DIRECTIONS:
A verbatim repeat of the records beneath this line is needed.

[Data entries]
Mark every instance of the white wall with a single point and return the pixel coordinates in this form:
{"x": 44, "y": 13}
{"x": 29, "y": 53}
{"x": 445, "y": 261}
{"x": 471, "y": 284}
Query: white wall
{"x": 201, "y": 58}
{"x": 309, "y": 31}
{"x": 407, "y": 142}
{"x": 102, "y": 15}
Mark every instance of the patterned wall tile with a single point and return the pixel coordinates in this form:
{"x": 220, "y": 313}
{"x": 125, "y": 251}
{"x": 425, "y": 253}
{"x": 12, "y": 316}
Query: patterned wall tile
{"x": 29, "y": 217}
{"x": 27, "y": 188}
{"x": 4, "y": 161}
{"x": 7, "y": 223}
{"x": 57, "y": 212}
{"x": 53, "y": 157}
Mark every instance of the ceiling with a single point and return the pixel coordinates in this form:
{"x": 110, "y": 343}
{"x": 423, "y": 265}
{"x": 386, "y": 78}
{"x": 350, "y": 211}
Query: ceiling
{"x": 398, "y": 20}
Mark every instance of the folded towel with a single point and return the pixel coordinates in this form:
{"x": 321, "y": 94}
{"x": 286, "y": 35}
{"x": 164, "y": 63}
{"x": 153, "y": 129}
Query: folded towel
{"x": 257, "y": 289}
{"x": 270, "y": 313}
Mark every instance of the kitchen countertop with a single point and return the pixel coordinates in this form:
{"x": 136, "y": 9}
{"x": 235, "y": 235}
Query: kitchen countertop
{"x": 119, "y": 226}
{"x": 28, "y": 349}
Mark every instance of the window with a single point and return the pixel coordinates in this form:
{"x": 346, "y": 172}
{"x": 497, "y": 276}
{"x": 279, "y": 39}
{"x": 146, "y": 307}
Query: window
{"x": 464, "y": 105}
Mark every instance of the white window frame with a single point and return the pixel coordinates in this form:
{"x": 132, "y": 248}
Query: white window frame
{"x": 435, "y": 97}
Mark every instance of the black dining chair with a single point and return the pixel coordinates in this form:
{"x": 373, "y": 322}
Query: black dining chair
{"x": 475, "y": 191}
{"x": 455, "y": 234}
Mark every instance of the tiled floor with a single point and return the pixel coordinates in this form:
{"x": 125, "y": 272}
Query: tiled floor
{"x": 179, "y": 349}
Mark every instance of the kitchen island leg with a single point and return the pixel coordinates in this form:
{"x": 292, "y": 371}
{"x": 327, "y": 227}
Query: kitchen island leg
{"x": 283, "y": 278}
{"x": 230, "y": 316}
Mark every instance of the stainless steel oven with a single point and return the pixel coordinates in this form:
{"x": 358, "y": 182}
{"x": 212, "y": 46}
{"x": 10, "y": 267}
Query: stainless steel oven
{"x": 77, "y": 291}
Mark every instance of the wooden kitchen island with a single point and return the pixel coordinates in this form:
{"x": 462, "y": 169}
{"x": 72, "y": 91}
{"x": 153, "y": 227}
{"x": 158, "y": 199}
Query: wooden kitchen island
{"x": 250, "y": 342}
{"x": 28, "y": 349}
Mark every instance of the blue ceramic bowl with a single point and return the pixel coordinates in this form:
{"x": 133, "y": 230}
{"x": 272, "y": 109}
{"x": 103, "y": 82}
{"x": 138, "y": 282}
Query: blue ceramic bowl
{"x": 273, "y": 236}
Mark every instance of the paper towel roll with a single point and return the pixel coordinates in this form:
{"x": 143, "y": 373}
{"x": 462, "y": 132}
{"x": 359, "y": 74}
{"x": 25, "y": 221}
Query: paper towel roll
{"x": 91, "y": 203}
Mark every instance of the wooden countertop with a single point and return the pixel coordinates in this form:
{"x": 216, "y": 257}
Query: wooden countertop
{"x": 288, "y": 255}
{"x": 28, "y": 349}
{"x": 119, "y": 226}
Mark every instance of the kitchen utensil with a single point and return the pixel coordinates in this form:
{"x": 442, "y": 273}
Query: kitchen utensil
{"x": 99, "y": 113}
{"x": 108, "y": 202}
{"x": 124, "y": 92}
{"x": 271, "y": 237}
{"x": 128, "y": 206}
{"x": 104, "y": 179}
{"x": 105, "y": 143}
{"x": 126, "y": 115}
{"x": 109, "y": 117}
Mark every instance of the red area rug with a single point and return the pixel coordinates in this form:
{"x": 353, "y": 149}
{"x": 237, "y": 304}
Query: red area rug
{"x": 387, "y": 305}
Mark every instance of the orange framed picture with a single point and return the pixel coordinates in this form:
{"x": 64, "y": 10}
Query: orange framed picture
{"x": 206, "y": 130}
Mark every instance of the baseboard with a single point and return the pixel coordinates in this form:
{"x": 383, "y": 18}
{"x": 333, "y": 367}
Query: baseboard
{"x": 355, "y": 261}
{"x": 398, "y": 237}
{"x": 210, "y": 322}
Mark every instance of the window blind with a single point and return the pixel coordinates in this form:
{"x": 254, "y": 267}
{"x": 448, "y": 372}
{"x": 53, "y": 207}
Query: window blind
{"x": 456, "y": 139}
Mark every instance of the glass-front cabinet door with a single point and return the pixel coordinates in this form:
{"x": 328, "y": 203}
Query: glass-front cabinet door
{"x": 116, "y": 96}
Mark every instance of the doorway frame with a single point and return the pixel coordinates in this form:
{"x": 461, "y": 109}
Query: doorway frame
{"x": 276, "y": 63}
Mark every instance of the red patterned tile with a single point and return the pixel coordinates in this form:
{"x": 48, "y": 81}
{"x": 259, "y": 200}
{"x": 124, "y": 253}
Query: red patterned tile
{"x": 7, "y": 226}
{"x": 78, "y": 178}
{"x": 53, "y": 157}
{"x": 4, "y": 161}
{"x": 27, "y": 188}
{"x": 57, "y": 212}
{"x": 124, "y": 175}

EXERCISE RESULT:
Mark every instance of the white wall with a single point and return the pixel coordinates in this form:
{"x": 44, "y": 13}
{"x": 29, "y": 53}
{"x": 445, "y": 261}
{"x": 471, "y": 284}
Query: white wall
{"x": 201, "y": 58}
{"x": 309, "y": 31}
{"x": 407, "y": 142}
{"x": 102, "y": 15}
Mark every instance of the patterned wall tile with a single point and return the pixel coordinates in this form:
{"x": 220, "y": 313}
{"x": 125, "y": 251}
{"x": 425, "y": 253}
{"x": 12, "y": 316}
Query: patterned wall tile
{"x": 29, "y": 217}
{"x": 27, "y": 188}
{"x": 4, "y": 161}
{"x": 7, "y": 223}
{"x": 57, "y": 212}
{"x": 53, "y": 157}
Mark every instance of the ceiling with a single point and return the pixel coordinates in this form:
{"x": 110, "y": 343}
{"x": 423, "y": 265}
{"x": 386, "y": 78}
{"x": 350, "y": 211}
Query: ceiling
{"x": 398, "y": 20}
Mark every instance of the folded towel with a single point and return the pixel coordinates in this form:
{"x": 321, "y": 94}
{"x": 286, "y": 35}
{"x": 164, "y": 63}
{"x": 153, "y": 129}
Query: folded towel
{"x": 257, "y": 289}
{"x": 270, "y": 313}
Mark every instance of the kitchen countertop with a single point and return the pixel coordinates in this form:
{"x": 136, "y": 9}
{"x": 235, "y": 235}
Query: kitchen countertop
{"x": 119, "y": 226}
{"x": 28, "y": 349}
Mark every instance of the window with a single point and return the pixel coordinates in this form:
{"x": 346, "y": 172}
{"x": 497, "y": 276}
{"x": 279, "y": 39}
{"x": 146, "y": 307}
Query: window
{"x": 464, "y": 105}
Mark every instance of the white window frame with a single point and return the pixel coordinates in this form:
{"x": 132, "y": 248}
Query: white window frame
{"x": 435, "y": 97}
Mark every instance of the black dining chair with a single point and return the pixel coordinates in this form:
{"x": 373, "y": 322}
Query: black dining chair
{"x": 475, "y": 191}
{"x": 455, "y": 234}
Mark every instance of the tiled floor with a single point and return the pixel coordinates in this form:
{"x": 125, "y": 272}
Query: tiled floor
{"x": 179, "y": 349}
Mark every instance of the kitchen island leg with a single point and return the pixel coordinates in this form:
{"x": 292, "y": 371}
{"x": 327, "y": 227}
Query: kitchen island leg
{"x": 283, "y": 278}
{"x": 230, "y": 316}
Mark every instance of the stainless steel oven with a single point and return the pixel coordinates in this form:
{"x": 358, "y": 182}
{"x": 212, "y": 46}
{"x": 10, "y": 267}
Query: stainless steel oven
{"x": 77, "y": 291}
Mark every instance of the wooden kitchen island with a single point and return the pixel coordinates in this form:
{"x": 462, "y": 169}
{"x": 72, "y": 91}
{"x": 153, "y": 227}
{"x": 158, "y": 199}
Query: wooden kitchen island
{"x": 250, "y": 342}
{"x": 28, "y": 349}
Mark every instance of the blue ceramic bowl with a single point and return the pixel coordinates in this form:
{"x": 133, "y": 230}
{"x": 272, "y": 109}
{"x": 103, "y": 82}
{"x": 138, "y": 282}
Query: blue ceramic bowl
{"x": 273, "y": 236}
Mark every instance of the paper towel roll with a single point and return the pixel coordinates in this form:
{"x": 143, "y": 373}
{"x": 462, "y": 132}
{"x": 359, "y": 74}
{"x": 25, "y": 221}
Query: paper towel roll
{"x": 91, "y": 203}
Mark every instance of the wooden countertop with a single point and return the pixel coordinates in this form:
{"x": 216, "y": 257}
Query: wooden countertop
{"x": 288, "y": 255}
{"x": 28, "y": 349}
{"x": 119, "y": 226}
Mark every instance of the kitchen utensil with a single point and return the pixel coordinates in this form:
{"x": 442, "y": 273}
Query: kitchen utensil
{"x": 99, "y": 113}
{"x": 108, "y": 202}
{"x": 124, "y": 92}
{"x": 271, "y": 237}
{"x": 128, "y": 206}
{"x": 104, "y": 179}
{"x": 105, "y": 143}
{"x": 126, "y": 115}
{"x": 109, "y": 117}
Mark every instance of the red area rug with a single point and return the pixel coordinates in this form:
{"x": 353, "y": 149}
{"x": 237, "y": 304}
Query: red area rug
{"x": 387, "y": 305}
Mark every instance of the orange framed picture with a single point and return the pixel coordinates in this form:
{"x": 64, "y": 10}
Query: orange framed picture
{"x": 206, "y": 130}
Mark every instance of the baseboard with a single point and return the pixel coordinates in this form:
{"x": 383, "y": 18}
{"x": 333, "y": 367}
Query: baseboard
{"x": 355, "y": 261}
{"x": 398, "y": 237}
{"x": 210, "y": 322}
Mark every instance of the window blind with a single point and return the pixel coordinates in this form:
{"x": 254, "y": 267}
{"x": 448, "y": 372}
{"x": 53, "y": 207}
Query: window blind
{"x": 456, "y": 139}
Mark every instance of the glass-front cabinet door with a single point and return the pixel coordinates in this form:
{"x": 328, "y": 203}
Query: glass-front cabinet door
{"x": 116, "y": 96}
Mark every instance of the doorway frame with a single point and return the pixel coordinates in this form:
{"x": 461, "y": 109}
Query: doorway frame
{"x": 276, "y": 63}
Mark every instance of the red patterned tile with a single point and return the pixel coordinates in this form:
{"x": 48, "y": 81}
{"x": 259, "y": 200}
{"x": 124, "y": 253}
Query: red patterned tile
{"x": 7, "y": 226}
{"x": 78, "y": 178}
{"x": 53, "y": 157}
{"x": 4, "y": 161}
{"x": 27, "y": 188}
{"x": 57, "y": 212}
{"x": 124, "y": 175}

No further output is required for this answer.